• Bacaan
┌──
Tafsir Surat Al-Baqarah: 14-15
Dan bila mereka berjumpa dengan orang-orang yang beriman, mereka berkata, "Kami telah beriman." Dan bila mereka kembali kepada setan-setan mereka, mereka berkata, "Sesungguhnya kami sependirian dengan kalian, kami hanyalah berolok-olok." Allah akan (membalas) olok-olok mereka dan membiarkan mereka terombang-ambing dalam kesesatan.
Ayat 14
Allah ﷻ berfirman, "Apabila orang-orang munafik bertemu dengan orang-orang mukmin, mereka berkata, 'Kami beriman'." Mereka menampakkan kepada kaum mukmin seakan-akan diri mereka beriman dan berpihak atau bersahabat dengan kaum mukmin. Akan tetapi, sikap ini mereka maksudkan untuk mengelabui kaum mukmin dan diplomasi mereka untuk melindungi diri agar dimasukkan ke dalam golongan orang-orang mukmin dan mendapat bagian ghanimah (harta rampasan perang) dan kebaikan yang diperoleh kaum mukmin.
└──
• Daftar Data
┌──
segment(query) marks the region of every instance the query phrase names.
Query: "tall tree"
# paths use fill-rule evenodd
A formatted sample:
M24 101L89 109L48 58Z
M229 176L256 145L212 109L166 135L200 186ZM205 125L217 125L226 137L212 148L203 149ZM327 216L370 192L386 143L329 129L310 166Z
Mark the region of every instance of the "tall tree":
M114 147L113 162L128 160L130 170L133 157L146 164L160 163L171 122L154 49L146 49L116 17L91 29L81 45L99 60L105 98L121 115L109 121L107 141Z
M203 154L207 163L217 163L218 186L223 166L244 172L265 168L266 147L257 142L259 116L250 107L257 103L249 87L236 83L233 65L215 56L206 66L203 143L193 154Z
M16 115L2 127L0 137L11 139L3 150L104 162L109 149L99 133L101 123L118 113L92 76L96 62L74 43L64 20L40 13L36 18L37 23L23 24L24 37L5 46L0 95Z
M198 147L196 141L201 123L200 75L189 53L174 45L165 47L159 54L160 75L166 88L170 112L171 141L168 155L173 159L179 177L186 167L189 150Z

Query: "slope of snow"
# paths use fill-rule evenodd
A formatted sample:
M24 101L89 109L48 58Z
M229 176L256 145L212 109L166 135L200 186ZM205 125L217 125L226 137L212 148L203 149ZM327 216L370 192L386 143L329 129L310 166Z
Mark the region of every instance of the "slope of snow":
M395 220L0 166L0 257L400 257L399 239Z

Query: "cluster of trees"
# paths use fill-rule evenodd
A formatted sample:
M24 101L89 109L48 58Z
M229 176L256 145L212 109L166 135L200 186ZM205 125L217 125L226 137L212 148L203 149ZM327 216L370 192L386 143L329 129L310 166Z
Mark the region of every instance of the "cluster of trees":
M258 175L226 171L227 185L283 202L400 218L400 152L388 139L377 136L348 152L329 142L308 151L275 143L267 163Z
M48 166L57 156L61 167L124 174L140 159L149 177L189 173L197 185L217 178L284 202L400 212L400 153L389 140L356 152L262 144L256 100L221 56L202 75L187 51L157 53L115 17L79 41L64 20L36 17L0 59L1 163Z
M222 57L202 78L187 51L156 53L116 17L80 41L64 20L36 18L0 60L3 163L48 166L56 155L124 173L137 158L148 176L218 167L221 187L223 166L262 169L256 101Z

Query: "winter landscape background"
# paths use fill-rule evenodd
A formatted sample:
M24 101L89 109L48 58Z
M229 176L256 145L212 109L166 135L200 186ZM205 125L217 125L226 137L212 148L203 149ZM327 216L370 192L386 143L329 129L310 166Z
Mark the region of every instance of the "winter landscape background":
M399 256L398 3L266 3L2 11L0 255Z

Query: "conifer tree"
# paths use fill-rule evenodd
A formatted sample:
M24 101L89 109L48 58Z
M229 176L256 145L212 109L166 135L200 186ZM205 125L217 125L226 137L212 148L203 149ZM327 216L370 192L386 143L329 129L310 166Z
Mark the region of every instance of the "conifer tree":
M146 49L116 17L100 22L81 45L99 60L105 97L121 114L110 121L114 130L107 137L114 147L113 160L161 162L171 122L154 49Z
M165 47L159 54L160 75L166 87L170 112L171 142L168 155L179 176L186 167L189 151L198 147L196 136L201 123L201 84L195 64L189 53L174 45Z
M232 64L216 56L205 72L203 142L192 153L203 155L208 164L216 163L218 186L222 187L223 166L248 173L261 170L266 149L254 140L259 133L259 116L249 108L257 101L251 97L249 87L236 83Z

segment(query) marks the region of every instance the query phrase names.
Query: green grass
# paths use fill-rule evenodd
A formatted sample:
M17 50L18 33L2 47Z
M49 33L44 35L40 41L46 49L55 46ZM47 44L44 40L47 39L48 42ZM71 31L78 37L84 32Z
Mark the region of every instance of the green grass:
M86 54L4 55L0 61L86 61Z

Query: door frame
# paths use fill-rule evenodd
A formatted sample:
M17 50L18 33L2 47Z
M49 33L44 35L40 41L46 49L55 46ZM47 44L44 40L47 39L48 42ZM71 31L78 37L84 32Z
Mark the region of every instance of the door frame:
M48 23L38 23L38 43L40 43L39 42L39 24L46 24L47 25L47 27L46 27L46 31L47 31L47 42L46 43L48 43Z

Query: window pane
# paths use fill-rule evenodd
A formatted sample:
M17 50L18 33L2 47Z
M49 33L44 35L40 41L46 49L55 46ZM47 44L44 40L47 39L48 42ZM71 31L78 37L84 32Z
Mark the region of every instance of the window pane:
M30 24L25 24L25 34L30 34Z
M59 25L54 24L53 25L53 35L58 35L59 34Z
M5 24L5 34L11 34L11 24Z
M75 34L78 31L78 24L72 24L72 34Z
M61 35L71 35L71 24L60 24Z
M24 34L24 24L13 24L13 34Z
└──
• Soal
Salin tanpa perubahan bagian tafsir Surat Al-Baqarah ayat 14–15 dari "Tafsir Surat Al-Baqarah: 14-15" sampai "terombang-ambing dalam kesesatan.".

• Jawaban
Tafsir Surat Al-Baqarah: 14-15
Dan bila mereka berjumpa dengan orang-orang yang beriman, mereka berkata, "Kami telah beriman." Dan bila mereka kembali kepada setan-setan mereka, mereka berkata, "Sesungguhnya kami sependirian dengan kalian, kami hanyalah berolok-olok." Allah akan (membalas) olok-olok mereka dan membiarkan mereka terombang-ambing dalam kesesatan.